## Task instructions
How many of the lines below contain the word "tree"? Reply with the number only.

## Provided records
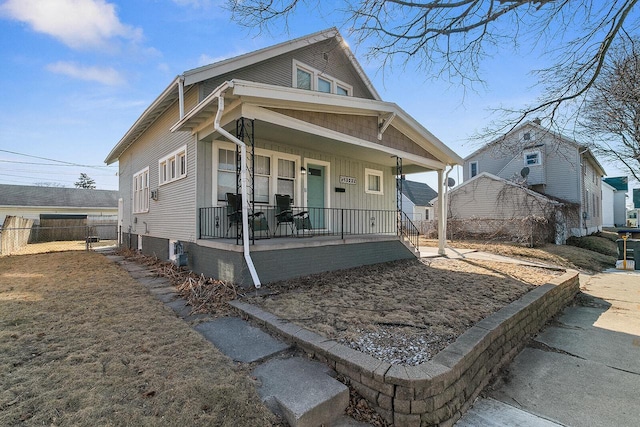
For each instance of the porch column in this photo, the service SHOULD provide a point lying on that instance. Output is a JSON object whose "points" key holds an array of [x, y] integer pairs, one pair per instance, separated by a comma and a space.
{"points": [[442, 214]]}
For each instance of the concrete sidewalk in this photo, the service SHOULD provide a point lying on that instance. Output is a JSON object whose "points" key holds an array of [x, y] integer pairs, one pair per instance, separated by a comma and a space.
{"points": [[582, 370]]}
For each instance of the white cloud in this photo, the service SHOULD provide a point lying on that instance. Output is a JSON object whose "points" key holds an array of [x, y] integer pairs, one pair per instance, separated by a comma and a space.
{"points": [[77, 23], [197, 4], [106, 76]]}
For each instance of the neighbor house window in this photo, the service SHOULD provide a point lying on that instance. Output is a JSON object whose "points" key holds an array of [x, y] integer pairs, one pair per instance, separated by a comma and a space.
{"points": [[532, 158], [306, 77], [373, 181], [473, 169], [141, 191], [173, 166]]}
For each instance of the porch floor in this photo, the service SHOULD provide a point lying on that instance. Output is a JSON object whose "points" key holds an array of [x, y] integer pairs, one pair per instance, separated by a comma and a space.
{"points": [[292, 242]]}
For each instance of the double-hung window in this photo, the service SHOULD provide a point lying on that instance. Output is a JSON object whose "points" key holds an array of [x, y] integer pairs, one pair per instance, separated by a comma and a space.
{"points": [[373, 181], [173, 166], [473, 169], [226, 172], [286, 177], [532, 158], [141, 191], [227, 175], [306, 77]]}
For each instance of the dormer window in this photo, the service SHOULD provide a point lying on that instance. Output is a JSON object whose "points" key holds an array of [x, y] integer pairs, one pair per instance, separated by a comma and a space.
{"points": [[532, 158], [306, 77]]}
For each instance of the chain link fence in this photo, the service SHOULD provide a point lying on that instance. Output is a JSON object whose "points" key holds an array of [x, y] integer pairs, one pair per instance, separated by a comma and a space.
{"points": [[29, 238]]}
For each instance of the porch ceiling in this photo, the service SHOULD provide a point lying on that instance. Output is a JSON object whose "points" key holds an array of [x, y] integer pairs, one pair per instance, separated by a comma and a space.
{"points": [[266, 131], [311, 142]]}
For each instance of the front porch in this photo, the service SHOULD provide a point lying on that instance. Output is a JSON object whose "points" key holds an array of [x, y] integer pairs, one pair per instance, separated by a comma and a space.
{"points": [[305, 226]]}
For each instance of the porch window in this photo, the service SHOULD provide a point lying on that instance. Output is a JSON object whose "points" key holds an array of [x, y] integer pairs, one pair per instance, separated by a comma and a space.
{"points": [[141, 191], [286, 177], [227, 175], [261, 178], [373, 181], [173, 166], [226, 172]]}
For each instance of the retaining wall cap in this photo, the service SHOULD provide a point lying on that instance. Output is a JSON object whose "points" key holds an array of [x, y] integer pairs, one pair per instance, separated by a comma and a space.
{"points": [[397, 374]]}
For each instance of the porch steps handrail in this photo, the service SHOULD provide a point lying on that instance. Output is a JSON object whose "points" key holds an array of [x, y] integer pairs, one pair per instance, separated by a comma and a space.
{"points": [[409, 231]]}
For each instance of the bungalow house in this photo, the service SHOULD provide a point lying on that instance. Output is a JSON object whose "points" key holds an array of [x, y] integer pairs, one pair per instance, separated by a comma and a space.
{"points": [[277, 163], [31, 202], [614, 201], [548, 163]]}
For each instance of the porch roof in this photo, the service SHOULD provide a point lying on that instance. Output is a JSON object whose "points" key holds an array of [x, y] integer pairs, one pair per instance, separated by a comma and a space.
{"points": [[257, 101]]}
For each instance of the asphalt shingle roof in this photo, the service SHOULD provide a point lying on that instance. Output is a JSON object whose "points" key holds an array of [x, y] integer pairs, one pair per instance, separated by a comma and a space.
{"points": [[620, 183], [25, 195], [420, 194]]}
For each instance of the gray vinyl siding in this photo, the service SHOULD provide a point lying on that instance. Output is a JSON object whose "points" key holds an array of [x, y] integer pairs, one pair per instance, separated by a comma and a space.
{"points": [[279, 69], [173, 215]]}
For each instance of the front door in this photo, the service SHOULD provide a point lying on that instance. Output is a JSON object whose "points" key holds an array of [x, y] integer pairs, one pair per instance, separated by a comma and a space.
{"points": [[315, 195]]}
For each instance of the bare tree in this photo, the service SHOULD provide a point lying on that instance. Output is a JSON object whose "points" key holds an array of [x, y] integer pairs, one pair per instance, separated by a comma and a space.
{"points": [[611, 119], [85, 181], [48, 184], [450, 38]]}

* * *

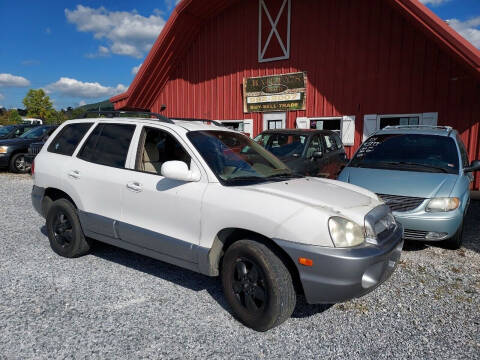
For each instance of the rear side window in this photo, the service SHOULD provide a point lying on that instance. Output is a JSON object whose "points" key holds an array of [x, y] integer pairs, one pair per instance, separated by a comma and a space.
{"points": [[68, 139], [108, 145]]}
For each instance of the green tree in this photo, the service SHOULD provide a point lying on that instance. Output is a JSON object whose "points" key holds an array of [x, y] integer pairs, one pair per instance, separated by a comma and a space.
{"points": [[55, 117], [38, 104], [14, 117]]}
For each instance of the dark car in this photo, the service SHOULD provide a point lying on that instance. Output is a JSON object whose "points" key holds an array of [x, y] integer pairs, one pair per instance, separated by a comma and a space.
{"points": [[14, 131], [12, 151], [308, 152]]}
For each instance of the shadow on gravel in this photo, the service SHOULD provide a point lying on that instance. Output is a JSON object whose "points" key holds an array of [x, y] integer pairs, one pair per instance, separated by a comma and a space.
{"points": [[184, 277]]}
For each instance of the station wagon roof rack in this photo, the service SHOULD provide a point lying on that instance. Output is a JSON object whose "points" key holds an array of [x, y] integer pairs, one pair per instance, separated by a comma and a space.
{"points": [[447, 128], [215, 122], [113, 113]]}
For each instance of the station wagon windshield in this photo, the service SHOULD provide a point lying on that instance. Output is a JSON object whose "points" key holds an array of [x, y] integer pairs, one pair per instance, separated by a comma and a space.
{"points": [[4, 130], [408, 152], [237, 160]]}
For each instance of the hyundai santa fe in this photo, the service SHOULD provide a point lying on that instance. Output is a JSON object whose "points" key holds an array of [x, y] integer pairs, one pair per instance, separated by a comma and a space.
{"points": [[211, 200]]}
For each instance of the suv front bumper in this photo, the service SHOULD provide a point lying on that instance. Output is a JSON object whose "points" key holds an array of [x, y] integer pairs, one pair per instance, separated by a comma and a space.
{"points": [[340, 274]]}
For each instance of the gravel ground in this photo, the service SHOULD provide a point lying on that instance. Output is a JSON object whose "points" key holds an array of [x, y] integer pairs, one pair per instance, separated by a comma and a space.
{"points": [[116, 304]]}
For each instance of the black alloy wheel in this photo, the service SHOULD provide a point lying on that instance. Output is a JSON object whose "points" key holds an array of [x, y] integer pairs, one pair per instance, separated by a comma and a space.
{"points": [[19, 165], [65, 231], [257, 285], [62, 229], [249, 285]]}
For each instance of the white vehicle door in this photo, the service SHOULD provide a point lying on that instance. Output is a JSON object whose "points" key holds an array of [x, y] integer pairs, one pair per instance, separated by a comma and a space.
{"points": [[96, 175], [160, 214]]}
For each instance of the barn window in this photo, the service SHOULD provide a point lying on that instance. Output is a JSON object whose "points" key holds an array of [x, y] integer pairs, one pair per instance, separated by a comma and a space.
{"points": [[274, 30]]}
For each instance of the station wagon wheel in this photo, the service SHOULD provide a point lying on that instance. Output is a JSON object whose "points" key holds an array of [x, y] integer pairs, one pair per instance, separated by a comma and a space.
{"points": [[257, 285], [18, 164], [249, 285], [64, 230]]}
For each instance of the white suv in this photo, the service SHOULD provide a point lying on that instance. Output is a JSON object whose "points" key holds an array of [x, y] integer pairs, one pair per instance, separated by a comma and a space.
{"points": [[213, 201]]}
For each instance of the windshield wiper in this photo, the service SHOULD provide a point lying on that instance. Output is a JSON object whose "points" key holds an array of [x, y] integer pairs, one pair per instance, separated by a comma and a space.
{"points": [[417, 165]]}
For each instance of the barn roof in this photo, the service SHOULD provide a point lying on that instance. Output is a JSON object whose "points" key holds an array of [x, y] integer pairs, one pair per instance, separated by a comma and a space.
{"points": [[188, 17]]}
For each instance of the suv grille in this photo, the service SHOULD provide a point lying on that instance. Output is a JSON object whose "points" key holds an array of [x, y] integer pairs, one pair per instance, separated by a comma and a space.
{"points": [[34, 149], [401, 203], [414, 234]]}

## Worked solution
2